Exercise | Duplicate the records from the line containing "Target — grey sofa" through the end of the records, including both of those lines.

···

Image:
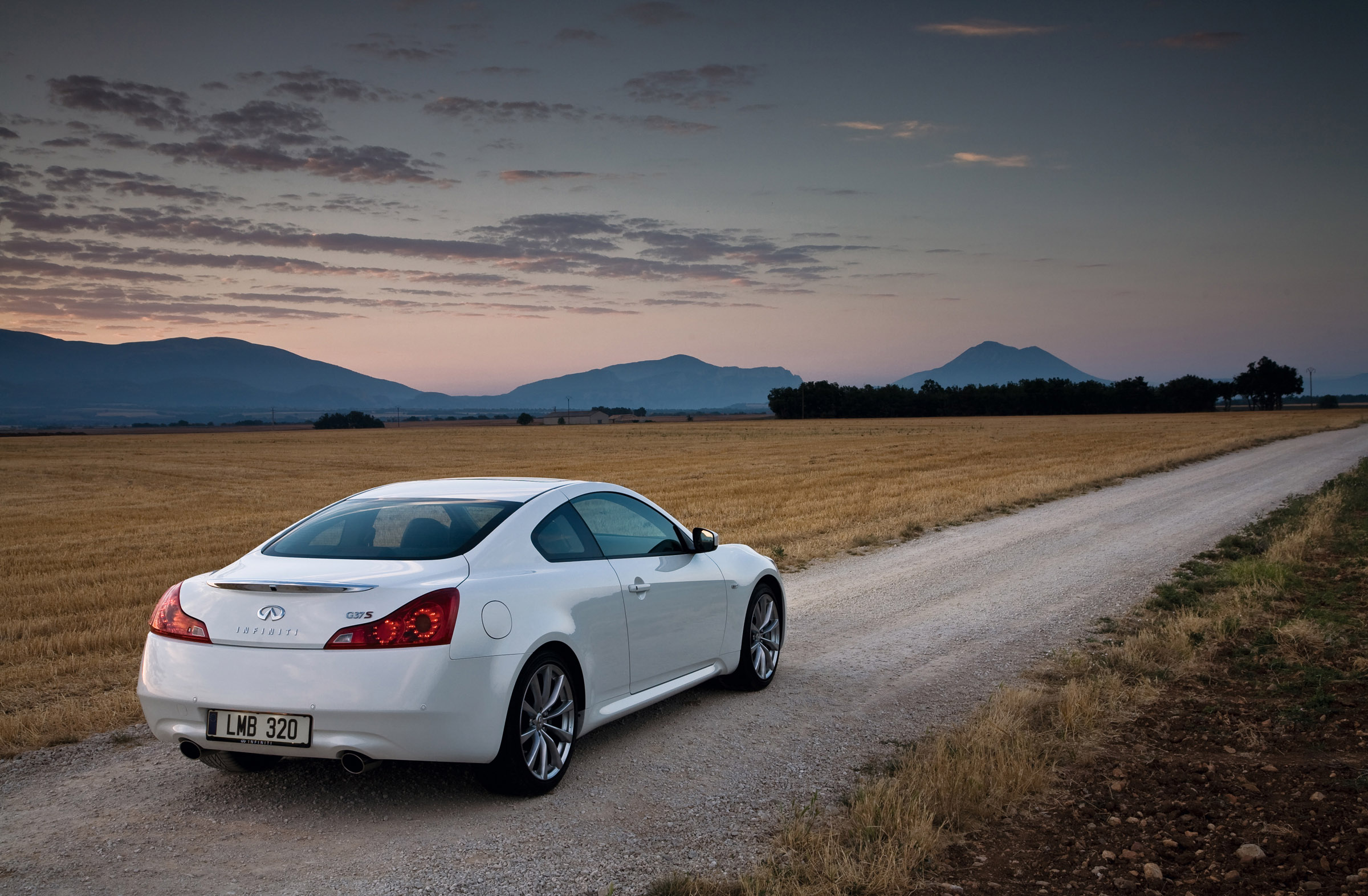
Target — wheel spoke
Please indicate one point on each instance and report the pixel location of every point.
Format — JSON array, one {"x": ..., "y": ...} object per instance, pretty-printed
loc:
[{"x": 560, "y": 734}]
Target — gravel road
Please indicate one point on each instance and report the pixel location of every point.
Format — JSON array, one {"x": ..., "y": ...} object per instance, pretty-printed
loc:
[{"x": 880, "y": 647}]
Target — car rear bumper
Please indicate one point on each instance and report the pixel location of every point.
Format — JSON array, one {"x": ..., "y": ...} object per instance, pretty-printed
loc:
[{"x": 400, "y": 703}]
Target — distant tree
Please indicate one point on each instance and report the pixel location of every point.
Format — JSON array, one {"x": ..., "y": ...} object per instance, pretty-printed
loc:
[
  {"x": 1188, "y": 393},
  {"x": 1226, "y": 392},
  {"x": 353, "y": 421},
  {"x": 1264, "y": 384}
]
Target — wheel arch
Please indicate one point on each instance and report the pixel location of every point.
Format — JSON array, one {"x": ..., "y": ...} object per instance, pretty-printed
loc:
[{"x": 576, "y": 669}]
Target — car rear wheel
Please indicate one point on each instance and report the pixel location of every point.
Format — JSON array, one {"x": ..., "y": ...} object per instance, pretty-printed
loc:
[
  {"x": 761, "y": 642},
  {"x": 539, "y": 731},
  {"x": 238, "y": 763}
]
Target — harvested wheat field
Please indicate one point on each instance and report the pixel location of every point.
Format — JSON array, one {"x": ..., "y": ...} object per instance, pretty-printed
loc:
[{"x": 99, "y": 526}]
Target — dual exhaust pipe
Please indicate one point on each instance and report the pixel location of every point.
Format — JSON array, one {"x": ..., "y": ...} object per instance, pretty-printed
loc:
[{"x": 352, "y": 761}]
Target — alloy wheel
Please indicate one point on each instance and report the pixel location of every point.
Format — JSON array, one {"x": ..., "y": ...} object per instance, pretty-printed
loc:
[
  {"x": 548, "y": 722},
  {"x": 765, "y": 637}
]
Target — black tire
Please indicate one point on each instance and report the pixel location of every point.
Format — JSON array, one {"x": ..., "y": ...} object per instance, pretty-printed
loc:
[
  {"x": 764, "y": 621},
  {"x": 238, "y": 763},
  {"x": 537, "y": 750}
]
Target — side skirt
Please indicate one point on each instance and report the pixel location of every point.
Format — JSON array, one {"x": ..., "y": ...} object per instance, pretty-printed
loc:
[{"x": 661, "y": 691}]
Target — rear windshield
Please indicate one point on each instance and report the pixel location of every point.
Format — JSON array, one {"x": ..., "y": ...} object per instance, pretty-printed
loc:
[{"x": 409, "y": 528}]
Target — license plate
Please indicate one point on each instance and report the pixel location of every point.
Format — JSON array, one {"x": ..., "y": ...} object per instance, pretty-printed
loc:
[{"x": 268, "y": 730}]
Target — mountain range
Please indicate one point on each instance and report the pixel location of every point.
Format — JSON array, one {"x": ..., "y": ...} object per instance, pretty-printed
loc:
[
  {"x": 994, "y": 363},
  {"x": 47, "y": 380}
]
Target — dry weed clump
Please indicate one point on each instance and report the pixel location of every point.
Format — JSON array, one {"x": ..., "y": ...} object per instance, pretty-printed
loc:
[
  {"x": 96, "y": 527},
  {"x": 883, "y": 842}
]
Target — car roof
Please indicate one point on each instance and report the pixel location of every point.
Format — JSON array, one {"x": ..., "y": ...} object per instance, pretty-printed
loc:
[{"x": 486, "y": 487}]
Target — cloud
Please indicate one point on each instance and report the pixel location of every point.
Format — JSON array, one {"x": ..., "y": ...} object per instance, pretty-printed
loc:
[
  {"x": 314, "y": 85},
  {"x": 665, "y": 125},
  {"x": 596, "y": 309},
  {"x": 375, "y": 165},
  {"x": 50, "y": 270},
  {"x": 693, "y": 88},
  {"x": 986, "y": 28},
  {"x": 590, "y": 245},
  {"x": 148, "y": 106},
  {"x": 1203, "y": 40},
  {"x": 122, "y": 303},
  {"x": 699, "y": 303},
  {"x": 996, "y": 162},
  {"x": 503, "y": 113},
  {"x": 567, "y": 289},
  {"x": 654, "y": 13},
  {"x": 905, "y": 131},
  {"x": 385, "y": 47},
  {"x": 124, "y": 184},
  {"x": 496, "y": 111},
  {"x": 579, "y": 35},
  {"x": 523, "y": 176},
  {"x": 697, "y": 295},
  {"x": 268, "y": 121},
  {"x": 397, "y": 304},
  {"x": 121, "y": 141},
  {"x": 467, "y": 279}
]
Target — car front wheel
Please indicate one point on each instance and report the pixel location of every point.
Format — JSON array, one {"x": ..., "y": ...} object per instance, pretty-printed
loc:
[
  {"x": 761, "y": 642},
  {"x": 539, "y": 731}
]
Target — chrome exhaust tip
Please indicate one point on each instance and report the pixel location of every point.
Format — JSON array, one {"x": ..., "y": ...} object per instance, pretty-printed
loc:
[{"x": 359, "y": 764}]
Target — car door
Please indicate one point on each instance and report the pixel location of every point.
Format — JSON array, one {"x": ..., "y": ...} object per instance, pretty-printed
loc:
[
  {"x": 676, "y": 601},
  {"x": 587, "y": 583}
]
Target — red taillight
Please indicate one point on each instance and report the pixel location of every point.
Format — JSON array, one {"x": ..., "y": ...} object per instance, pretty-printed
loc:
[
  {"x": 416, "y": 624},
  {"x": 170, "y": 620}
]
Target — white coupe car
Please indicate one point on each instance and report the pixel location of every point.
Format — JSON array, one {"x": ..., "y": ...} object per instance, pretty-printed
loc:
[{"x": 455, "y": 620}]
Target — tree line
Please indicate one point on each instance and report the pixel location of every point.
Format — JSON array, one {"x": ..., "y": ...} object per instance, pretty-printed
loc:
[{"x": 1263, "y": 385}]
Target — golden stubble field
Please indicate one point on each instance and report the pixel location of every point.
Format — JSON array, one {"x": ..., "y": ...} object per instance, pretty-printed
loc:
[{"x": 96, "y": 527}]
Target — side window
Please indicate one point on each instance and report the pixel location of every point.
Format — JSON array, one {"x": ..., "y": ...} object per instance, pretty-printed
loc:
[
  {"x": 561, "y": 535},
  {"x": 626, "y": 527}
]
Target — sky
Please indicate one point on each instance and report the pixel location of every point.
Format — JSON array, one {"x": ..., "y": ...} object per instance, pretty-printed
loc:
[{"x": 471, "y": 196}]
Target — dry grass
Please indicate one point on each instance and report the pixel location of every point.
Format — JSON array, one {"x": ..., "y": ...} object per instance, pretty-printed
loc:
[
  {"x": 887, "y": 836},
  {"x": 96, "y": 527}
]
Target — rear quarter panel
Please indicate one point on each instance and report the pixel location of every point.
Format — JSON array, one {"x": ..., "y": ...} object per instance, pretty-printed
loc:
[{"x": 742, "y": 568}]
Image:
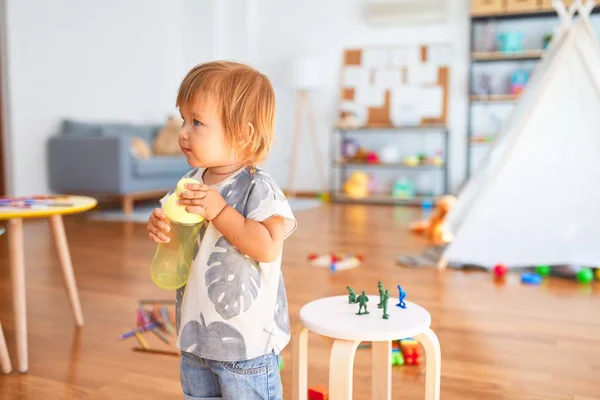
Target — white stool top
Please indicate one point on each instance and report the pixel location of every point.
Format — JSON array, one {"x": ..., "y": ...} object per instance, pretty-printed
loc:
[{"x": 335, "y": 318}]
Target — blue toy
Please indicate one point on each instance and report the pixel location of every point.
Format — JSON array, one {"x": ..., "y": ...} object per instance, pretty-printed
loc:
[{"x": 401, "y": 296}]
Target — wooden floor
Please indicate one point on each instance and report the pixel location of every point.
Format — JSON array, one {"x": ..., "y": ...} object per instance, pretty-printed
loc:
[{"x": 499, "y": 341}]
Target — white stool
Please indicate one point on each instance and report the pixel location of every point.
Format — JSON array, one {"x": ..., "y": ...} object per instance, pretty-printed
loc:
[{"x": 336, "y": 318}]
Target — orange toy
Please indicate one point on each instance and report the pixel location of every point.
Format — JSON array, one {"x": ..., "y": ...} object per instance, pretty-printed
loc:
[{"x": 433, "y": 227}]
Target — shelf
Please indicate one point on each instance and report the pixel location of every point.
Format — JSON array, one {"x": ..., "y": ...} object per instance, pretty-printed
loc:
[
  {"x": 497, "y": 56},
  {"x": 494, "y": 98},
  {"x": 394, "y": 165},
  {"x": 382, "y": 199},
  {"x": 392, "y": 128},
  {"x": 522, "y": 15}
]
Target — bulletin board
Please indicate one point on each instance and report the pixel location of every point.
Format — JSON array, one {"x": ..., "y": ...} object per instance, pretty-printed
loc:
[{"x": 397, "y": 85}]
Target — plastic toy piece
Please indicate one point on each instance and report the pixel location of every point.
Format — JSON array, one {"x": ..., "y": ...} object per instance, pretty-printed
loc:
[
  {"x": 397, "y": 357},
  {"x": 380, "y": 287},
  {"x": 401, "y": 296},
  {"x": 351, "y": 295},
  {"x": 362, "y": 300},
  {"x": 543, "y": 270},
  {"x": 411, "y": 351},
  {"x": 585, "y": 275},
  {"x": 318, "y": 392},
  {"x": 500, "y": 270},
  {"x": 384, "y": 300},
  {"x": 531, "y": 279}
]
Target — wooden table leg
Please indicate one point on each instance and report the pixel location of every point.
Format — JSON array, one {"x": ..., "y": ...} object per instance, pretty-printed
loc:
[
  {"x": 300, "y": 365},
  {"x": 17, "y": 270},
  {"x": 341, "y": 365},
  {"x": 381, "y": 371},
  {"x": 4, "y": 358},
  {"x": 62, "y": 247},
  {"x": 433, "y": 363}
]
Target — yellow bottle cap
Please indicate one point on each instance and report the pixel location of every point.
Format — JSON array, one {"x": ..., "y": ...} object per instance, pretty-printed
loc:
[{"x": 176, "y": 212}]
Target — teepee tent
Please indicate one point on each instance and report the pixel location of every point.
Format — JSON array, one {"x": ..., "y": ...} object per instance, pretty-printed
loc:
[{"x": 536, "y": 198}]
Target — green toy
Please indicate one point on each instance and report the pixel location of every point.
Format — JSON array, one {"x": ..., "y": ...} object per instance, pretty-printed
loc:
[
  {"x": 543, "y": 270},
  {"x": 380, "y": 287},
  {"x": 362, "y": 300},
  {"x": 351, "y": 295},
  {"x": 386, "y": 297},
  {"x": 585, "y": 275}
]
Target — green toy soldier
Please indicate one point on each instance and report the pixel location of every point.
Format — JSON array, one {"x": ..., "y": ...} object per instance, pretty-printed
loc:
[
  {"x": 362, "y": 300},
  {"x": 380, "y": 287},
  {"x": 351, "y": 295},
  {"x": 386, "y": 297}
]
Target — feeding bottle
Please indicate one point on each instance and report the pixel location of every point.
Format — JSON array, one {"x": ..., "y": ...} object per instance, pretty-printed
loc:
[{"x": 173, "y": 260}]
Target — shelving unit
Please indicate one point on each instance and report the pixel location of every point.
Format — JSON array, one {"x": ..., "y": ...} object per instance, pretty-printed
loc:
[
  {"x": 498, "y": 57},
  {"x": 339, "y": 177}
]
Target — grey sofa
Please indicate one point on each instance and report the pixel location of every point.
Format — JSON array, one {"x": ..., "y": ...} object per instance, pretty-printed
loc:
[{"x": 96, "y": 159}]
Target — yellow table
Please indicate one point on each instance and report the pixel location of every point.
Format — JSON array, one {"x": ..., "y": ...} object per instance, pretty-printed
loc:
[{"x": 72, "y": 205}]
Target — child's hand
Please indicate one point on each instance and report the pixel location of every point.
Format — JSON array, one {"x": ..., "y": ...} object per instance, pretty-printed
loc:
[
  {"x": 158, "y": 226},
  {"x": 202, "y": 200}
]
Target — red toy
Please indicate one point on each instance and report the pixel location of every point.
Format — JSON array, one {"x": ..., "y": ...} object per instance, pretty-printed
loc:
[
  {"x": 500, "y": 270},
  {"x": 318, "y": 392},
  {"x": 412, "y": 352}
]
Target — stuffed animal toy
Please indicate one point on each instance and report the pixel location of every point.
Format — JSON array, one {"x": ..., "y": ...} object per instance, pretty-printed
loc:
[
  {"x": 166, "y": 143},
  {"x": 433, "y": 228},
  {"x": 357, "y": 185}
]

···

Written response |
Target — grey sofa
Please indicate one point on each instance and report the pixel location of every point.
Format — JSON array, one {"x": ..., "y": ...} object per instance, pretty-printed
loc:
[{"x": 96, "y": 159}]
Target — yellow table
Please indicate one point on each instance and report the pixel location of every point.
Format — JSON array, one {"x": ..., "y": ...} object per instance, pretty-printed
loc:
[{"x": 72, "y": 205}]
Target — child's hand
Please indicate one point on each instance and report the pixel location of every point.
Format — JSON array, one {"x": ..., "y": ...} object per instance, pretty-printed
loc:
[
  {"x": 158, "y": 226},
  {"x": 202, "y": 200}
]
Target — red toy
Please indicate one point on each instance and report the pixel location of every point.
Format — JSON array, one {"x": ..., "y": ...} object per instance, pretty-printed
loc:
[
  {"x": 500, "y": 270},
  {"x": 318, "y": 392},
  {"x": 412, "y": 352}
]
Target — stuffed animal toy
Please indicate one point on each instance and report the pixel location of every point.
Format — JSON array, one {"x": ..., "y": ...} object per instance, pretty-printed
loc:
[
  {"x": 166, "y": 143},
  {"x": 433, "y": 228},
  {"x": 357, "y": 185}
]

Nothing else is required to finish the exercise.